• [What to do] Copy each line of the entries beneath that contains the word "woman".

Segment Open

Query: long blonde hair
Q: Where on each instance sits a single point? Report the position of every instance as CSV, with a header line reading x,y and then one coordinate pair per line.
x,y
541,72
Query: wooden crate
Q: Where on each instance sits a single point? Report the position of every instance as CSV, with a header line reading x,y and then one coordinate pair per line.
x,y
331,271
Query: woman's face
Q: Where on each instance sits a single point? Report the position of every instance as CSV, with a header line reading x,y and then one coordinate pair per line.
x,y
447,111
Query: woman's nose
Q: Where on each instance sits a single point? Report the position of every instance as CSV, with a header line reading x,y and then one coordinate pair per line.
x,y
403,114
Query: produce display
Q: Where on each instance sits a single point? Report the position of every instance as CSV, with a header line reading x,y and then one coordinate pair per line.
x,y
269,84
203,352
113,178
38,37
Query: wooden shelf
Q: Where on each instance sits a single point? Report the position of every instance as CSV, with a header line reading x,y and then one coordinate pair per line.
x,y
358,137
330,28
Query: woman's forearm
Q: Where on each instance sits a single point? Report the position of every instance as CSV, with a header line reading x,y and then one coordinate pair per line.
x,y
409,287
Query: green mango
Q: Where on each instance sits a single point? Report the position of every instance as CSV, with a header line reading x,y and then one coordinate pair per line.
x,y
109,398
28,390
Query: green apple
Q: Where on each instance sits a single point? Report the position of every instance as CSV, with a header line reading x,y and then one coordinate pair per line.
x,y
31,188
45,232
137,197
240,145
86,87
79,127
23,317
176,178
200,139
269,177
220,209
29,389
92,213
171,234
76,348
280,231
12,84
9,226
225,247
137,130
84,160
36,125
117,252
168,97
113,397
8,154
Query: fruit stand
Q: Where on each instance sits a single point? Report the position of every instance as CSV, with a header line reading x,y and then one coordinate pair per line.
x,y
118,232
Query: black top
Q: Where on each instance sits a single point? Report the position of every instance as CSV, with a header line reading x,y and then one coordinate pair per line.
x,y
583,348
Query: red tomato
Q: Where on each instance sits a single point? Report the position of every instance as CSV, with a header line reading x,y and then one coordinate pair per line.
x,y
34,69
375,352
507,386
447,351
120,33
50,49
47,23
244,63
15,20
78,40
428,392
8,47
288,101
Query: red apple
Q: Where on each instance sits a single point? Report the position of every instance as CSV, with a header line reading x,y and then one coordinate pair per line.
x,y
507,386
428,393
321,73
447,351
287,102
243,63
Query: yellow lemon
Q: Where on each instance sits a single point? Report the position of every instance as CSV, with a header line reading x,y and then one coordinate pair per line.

Segment Closed

• [Exercise solution]
Query: woman's face
Query: woman's nose
Query: woman's forearm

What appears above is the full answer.